__Esercizio assegnato__.
Nel brano fornito sulla percezione dell'agricoltura, individua gli aggettivi che esprimono un giudizio negativo sul fotomontaggio, sul paragone e sul filmato. Indica anche il sostantivo a cui si riferisce ciascun aggettivo.

__Brano fornito__.
=-=-=

Chi vuole delegittimare l’agricoltura?

La recente messa in onda, da parte di uno dei
colossi della grande distribuzione, di uno
spot sui metodi della produzione agricola,
poi rapidamente ritirato, pone diversi interrogativi
su come l’agricoltura sia percepita al di fuori
delle aree rurali.
Se richiamiamo alla mente l’assurdo fotomontaggio
dei trattori che avvolgono gli operai agricoli
con nubi dall’aspetto sinistro, o l’infelice paragone
con i carri armati di Piazza Tien An Men,
ci viene un dubbio: siamo proprio sicuri di avere
spiegato bene cosa facciamo in campagna?
Se infatti l’opinione pubblica – almeno quella
parte che si è espressa in rete dopo il discutibile
filmato – la pensasse davvero così, vorrebbe dire
che l’impegno profuso nelle innumerevoli campagne
di comunicazione ai consumatori non è
stato sufficiente.

=-=-=

__Estratto del dataset__.
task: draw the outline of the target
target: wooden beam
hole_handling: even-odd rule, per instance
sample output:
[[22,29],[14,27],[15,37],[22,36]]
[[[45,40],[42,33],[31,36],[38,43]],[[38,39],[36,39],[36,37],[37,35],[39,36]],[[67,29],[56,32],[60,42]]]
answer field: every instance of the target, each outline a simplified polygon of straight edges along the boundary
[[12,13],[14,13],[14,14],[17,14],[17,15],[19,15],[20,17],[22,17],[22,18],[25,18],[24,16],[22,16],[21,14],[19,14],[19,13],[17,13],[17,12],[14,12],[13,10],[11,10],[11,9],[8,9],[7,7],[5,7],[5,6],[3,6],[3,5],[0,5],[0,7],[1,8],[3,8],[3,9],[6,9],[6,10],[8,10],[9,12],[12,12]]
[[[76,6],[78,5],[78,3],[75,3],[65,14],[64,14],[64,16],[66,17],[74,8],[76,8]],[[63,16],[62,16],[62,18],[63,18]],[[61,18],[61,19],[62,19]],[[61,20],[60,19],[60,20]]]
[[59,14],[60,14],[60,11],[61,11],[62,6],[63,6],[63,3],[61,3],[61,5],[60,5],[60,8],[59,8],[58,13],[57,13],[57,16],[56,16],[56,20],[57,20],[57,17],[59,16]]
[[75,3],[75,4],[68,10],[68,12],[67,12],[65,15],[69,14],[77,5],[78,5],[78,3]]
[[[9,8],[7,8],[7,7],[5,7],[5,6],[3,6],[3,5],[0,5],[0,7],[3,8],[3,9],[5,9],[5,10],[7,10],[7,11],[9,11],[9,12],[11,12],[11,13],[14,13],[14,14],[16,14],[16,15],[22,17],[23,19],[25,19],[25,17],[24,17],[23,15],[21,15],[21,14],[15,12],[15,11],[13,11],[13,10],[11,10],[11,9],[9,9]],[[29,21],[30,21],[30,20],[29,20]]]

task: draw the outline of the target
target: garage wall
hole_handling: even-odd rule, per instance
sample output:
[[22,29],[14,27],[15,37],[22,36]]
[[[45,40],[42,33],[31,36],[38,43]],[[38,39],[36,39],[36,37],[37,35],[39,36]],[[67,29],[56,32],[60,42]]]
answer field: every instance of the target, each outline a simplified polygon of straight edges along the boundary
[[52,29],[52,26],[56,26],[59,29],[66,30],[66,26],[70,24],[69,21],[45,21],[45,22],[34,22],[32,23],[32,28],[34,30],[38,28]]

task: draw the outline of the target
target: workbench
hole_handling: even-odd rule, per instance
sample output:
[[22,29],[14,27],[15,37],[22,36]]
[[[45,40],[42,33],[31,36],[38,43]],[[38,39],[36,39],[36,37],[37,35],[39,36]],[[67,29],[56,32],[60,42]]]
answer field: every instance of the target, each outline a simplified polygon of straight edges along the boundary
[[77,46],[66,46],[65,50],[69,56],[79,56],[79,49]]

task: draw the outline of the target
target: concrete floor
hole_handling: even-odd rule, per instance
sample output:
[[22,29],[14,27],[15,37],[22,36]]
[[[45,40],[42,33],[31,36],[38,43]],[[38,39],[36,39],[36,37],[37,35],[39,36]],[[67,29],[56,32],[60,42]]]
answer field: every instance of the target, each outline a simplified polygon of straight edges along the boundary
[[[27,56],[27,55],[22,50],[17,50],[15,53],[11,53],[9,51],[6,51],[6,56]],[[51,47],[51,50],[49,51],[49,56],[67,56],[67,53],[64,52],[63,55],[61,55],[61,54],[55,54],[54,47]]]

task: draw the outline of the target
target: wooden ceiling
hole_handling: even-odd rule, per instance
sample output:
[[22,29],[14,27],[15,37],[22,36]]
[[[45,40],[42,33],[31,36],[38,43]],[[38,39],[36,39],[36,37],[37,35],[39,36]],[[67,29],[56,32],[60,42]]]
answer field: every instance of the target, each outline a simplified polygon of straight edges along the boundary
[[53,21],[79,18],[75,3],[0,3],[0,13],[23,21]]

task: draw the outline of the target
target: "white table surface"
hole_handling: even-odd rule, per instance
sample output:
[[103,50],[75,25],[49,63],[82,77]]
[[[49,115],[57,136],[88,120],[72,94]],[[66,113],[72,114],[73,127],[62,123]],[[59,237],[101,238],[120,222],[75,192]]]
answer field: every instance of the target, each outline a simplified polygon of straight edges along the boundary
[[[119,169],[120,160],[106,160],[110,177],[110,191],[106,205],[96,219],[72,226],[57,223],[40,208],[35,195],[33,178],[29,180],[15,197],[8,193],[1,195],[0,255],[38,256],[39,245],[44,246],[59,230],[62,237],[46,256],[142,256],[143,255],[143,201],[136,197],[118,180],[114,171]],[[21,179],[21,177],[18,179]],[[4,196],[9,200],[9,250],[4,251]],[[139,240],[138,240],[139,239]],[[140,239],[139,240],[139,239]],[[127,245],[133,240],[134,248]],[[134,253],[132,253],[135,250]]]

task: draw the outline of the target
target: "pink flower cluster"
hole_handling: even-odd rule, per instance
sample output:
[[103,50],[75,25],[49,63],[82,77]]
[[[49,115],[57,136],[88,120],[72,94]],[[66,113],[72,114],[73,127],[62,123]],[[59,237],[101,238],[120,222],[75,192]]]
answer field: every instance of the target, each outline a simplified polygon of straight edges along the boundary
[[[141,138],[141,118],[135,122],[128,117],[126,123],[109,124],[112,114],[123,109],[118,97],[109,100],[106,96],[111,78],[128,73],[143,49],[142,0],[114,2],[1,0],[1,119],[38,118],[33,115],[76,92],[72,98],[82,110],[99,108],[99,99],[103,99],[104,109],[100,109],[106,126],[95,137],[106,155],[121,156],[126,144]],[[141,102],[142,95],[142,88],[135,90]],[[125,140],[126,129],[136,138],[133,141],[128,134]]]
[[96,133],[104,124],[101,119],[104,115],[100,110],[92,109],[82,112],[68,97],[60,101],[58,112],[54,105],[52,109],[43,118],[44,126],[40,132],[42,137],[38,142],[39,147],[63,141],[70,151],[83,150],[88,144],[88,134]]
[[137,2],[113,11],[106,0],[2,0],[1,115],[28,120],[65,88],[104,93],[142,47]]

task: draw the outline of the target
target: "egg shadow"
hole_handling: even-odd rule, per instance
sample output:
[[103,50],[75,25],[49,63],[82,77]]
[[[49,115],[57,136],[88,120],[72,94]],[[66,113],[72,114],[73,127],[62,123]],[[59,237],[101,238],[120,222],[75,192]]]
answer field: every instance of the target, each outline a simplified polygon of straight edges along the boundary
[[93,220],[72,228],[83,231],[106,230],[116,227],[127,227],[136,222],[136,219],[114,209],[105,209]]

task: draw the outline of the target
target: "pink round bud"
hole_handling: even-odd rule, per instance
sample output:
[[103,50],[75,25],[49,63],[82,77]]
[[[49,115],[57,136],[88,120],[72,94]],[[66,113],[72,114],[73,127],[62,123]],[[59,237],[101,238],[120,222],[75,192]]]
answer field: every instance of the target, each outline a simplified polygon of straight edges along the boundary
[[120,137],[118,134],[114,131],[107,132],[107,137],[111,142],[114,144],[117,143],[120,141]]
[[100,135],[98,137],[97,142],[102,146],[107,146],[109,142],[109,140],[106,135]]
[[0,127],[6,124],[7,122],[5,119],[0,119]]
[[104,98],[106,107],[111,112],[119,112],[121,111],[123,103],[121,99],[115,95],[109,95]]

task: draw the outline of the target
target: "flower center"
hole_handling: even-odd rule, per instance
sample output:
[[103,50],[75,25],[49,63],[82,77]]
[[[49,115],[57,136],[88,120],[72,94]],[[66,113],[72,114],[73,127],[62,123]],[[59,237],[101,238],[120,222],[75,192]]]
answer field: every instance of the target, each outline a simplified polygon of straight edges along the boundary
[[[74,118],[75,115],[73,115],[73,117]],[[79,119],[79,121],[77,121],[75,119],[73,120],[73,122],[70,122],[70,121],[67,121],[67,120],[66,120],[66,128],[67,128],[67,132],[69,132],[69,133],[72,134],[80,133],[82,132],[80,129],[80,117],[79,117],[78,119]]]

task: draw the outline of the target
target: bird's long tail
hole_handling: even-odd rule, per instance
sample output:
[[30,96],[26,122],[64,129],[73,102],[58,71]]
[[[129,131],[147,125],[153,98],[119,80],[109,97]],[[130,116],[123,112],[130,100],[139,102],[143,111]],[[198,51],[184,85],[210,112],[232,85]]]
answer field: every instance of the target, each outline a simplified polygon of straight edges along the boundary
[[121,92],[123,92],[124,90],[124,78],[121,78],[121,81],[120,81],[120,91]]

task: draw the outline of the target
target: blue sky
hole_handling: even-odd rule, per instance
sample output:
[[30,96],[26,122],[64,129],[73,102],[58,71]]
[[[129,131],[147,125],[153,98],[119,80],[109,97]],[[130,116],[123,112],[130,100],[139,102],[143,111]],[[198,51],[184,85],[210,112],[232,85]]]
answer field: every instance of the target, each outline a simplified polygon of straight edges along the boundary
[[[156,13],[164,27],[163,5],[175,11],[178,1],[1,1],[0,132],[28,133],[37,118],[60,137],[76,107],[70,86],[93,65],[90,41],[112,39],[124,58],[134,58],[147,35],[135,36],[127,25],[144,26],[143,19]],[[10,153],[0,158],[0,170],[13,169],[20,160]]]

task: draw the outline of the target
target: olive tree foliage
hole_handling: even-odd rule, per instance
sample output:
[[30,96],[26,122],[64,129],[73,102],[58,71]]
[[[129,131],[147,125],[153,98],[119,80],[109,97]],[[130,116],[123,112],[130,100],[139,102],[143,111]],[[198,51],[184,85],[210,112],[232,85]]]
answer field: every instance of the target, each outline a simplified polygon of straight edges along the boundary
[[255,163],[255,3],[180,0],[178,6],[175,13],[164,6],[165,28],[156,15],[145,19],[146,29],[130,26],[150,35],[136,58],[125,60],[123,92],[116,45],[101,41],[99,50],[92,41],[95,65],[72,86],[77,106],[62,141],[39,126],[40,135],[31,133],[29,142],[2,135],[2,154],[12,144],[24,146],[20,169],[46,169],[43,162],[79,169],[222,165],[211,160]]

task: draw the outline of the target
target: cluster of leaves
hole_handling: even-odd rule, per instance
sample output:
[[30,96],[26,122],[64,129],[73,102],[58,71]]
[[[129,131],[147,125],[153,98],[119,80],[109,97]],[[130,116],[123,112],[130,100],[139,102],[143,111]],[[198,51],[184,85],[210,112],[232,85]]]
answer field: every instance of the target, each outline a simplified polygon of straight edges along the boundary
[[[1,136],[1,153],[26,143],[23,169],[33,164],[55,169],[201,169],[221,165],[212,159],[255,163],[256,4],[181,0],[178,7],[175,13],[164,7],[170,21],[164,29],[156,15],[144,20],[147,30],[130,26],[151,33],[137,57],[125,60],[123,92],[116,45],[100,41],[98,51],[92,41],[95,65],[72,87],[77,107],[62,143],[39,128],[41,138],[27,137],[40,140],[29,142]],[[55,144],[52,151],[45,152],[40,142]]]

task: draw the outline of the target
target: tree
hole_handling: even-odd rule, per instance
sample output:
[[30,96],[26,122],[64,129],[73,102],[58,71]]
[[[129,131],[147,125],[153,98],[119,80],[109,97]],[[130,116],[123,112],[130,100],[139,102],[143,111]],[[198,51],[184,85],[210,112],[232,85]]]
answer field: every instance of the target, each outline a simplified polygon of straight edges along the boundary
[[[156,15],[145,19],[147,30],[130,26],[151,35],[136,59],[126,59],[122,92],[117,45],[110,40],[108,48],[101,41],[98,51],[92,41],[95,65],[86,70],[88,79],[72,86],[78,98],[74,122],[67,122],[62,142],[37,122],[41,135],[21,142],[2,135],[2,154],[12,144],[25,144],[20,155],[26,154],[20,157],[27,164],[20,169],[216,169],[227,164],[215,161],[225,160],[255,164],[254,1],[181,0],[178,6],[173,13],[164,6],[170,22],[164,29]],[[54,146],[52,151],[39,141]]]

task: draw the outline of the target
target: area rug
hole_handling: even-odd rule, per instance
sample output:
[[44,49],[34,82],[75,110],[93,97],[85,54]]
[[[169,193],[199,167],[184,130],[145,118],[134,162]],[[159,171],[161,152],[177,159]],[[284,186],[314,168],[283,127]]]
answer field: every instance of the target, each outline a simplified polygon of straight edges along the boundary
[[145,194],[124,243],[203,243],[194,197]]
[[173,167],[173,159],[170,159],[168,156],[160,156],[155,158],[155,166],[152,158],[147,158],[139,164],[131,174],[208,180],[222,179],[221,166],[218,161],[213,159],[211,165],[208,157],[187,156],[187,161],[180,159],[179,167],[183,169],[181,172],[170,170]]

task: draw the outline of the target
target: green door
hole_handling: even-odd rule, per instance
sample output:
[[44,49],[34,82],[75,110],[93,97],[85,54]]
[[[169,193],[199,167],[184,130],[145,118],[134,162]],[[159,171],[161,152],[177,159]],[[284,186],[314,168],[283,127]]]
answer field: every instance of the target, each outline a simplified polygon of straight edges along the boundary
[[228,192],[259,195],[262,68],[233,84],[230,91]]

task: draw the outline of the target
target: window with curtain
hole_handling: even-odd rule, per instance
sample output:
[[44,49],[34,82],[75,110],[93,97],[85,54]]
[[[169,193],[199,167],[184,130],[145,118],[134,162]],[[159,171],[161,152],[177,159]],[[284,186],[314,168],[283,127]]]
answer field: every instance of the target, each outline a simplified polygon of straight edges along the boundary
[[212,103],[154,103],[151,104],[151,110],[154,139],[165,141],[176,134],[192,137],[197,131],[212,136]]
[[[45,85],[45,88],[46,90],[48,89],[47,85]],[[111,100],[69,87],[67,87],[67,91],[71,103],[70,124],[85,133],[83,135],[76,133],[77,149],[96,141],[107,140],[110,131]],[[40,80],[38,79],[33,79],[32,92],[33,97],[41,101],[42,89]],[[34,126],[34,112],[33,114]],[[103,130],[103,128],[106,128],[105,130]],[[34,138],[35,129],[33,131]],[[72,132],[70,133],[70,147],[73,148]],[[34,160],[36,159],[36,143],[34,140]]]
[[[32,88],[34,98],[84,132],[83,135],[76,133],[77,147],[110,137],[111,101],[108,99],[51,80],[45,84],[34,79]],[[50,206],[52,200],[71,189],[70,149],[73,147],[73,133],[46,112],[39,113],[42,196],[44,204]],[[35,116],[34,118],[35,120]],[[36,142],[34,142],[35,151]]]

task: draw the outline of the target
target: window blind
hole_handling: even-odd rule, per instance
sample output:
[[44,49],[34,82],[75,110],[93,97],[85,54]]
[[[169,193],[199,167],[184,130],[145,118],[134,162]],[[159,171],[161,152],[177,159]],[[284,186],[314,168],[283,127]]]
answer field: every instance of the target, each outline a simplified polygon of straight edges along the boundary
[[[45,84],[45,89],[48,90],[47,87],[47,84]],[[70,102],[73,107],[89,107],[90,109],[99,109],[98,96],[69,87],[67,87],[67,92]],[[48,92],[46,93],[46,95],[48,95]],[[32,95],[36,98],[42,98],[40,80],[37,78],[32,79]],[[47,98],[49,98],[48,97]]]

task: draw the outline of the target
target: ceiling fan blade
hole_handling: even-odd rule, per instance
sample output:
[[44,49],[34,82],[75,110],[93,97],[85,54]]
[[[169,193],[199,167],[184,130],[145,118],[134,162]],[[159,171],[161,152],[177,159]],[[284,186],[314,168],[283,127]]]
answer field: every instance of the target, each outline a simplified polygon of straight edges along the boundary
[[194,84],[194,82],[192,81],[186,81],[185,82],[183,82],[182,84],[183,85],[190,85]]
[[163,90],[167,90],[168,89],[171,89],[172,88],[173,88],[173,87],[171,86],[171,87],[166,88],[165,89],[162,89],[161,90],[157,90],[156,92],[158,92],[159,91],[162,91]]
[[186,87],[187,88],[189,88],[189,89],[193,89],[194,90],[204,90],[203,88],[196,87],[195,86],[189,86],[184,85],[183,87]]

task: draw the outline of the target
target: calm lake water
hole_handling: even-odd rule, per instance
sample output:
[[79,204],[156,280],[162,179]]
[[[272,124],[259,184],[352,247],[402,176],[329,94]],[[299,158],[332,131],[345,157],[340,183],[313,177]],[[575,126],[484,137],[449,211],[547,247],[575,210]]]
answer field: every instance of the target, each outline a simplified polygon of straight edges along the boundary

=-=-=

__Soluzione scritta__.
- assurdo (fotomontaggio)
- infelice (paragone)
- discutibile (filmato)